TASK STATEMENT: Copy the data below from the line with "the woman's hand" through the line with "[(101, 71), (108, 53)]", putting "marker" in place of every "pin" and leaving everything else as it stands. Return only those lines.

INPUT:

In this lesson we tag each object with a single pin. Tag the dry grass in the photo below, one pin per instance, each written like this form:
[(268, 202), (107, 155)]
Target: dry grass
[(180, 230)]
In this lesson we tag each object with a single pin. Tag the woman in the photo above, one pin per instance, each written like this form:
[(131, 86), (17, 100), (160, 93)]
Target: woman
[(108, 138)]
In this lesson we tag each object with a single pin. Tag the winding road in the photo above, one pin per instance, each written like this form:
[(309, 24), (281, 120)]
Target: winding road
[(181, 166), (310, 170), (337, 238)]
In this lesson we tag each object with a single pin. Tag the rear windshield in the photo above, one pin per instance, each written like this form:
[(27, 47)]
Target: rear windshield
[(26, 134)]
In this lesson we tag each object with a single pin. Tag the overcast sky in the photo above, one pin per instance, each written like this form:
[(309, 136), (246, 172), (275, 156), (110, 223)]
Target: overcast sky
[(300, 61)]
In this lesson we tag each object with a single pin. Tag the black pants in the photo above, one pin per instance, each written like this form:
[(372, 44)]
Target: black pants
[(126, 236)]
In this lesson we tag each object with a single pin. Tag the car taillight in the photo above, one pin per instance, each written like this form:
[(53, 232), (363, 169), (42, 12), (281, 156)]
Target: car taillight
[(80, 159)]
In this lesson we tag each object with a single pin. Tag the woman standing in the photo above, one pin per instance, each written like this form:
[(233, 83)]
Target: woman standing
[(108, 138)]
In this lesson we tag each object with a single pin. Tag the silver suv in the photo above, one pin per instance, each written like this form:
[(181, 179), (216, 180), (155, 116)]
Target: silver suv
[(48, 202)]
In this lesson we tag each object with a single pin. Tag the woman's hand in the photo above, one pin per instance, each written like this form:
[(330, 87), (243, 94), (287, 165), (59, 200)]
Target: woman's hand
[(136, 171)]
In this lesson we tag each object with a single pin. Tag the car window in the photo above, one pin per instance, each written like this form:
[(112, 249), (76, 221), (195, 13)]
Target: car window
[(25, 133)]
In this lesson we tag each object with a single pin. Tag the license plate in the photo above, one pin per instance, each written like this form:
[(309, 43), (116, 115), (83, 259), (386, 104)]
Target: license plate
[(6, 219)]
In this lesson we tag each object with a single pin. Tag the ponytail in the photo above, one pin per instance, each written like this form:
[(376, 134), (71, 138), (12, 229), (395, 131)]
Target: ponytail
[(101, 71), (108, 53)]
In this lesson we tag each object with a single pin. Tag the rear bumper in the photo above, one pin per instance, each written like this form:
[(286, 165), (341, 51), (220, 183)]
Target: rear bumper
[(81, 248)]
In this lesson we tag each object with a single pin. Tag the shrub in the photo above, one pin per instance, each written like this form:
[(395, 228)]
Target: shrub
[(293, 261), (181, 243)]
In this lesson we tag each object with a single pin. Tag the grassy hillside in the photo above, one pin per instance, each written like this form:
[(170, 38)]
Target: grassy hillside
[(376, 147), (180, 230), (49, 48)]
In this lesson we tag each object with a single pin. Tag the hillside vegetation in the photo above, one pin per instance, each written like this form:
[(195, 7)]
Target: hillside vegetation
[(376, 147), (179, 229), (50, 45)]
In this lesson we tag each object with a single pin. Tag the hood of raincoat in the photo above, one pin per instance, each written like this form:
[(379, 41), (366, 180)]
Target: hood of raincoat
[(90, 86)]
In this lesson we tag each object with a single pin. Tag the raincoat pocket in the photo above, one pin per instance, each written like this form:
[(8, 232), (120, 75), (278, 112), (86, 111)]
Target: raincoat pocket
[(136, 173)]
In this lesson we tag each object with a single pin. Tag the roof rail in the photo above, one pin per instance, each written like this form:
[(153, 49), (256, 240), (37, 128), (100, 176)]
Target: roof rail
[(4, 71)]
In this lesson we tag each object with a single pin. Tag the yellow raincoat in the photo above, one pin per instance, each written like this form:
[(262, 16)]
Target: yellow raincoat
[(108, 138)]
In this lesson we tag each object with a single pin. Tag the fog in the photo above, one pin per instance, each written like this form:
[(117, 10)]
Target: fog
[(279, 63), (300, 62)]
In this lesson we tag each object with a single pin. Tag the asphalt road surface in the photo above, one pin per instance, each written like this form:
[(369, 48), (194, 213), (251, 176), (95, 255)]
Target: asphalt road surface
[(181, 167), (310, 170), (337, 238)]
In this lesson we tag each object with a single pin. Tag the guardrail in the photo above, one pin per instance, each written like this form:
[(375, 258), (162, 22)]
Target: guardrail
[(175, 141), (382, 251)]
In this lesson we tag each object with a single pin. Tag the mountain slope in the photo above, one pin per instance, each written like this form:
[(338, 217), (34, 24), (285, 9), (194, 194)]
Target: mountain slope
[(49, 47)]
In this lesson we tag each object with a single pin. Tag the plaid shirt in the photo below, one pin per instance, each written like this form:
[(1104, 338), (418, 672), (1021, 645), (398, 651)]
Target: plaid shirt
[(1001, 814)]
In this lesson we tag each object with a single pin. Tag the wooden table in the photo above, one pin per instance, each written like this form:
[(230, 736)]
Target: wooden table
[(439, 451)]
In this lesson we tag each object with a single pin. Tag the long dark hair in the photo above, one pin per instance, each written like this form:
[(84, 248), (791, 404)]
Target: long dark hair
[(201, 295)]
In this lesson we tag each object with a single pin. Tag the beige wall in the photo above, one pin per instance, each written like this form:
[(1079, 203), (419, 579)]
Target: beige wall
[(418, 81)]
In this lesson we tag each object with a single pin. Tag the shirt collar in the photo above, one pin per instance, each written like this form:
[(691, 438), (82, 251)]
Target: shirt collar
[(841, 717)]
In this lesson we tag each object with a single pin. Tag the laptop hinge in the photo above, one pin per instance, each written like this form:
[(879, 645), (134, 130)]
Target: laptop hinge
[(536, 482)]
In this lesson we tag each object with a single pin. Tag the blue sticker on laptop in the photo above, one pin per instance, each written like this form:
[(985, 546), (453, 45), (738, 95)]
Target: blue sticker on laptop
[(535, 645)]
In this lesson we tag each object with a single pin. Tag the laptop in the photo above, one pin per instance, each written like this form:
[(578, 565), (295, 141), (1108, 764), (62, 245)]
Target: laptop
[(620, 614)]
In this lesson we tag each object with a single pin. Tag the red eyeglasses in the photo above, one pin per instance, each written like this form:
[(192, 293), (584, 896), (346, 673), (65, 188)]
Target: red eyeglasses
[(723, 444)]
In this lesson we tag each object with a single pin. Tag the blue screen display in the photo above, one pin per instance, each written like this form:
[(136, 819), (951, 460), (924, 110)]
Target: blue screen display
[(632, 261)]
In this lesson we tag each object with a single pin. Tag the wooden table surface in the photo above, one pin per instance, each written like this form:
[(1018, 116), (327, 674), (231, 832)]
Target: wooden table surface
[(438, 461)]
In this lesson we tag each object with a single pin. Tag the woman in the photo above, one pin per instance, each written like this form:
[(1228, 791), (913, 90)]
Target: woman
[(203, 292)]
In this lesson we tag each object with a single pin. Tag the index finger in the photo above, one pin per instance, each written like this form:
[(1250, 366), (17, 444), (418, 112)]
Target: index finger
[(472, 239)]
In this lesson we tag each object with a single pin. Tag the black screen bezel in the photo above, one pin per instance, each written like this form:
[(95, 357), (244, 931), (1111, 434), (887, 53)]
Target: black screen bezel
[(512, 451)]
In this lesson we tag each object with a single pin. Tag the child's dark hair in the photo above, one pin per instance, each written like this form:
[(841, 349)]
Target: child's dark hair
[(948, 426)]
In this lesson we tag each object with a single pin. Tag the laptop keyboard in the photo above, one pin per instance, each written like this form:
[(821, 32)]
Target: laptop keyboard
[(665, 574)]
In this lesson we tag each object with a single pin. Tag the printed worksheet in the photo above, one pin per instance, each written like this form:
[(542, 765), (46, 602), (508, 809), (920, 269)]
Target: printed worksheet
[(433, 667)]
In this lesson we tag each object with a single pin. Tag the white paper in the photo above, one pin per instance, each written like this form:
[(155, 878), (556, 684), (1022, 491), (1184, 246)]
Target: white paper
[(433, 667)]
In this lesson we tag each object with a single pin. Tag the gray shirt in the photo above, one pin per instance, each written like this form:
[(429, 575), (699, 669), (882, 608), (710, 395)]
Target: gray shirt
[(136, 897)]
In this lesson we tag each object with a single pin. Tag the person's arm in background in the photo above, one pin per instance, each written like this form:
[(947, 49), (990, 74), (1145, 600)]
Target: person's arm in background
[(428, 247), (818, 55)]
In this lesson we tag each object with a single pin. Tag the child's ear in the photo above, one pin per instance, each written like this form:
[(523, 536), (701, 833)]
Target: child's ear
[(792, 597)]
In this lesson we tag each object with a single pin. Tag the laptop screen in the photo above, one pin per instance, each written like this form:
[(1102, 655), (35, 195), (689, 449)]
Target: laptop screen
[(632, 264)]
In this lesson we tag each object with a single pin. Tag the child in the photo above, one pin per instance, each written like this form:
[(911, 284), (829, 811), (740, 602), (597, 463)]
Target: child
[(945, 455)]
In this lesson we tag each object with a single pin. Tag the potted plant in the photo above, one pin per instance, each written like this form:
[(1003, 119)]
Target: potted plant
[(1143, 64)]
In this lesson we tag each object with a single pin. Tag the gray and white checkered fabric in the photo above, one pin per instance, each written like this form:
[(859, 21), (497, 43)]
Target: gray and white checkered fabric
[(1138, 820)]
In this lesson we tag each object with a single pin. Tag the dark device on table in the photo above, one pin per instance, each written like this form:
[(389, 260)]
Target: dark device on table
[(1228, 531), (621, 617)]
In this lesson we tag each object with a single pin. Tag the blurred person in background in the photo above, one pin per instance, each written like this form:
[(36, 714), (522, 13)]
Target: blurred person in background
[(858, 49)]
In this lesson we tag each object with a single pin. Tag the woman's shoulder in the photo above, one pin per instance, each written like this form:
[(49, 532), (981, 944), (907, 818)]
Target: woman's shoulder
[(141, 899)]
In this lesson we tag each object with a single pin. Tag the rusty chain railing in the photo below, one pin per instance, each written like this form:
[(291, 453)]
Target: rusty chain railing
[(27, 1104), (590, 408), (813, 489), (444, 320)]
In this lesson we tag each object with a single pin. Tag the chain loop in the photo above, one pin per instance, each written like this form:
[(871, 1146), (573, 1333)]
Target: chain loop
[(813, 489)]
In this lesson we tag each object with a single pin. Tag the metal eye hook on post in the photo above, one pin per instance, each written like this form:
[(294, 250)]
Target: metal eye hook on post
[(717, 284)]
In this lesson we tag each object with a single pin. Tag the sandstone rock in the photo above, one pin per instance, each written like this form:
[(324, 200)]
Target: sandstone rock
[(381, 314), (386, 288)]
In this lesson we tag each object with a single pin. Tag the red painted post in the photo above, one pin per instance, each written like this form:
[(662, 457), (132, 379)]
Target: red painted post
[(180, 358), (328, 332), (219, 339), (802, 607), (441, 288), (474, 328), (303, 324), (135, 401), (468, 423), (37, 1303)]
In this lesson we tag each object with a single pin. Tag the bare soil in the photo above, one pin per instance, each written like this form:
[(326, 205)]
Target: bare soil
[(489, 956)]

SOLUTION TO THE PROBLEM:
In this lesson we tag each object with a single marker. Tag the woman's hand in the photo above, one marker per instance, each written like this form:
[(330, 87), (243, 94), (287, 165), (59, 200)]
Target: woman's hand
[(136, 171)]
In this lesson we tag each object with a single marker. Tag the car window in the photo above, one marker per instance, each written like this form:
[(112, 249), (76, 221), (195, 13)]
Target: car window
[(25, 133)]
In this lesson we tag each object with a single marker. Tag the license plate in the photo above, one marker per instance, each written like this form:
[(309, 43), (116, 115), (83, 259), (386, 104)]
Target: license plate
[(6, 219)]
In this lesson we tag each object with a single marker. Tag the ponytail in the photo above, one marker per instance, each written like this form:
[(376, 134), (71, 138), (12, 229), (395, 131)]
Target: ponytail
[(101, 71), (108, 53)]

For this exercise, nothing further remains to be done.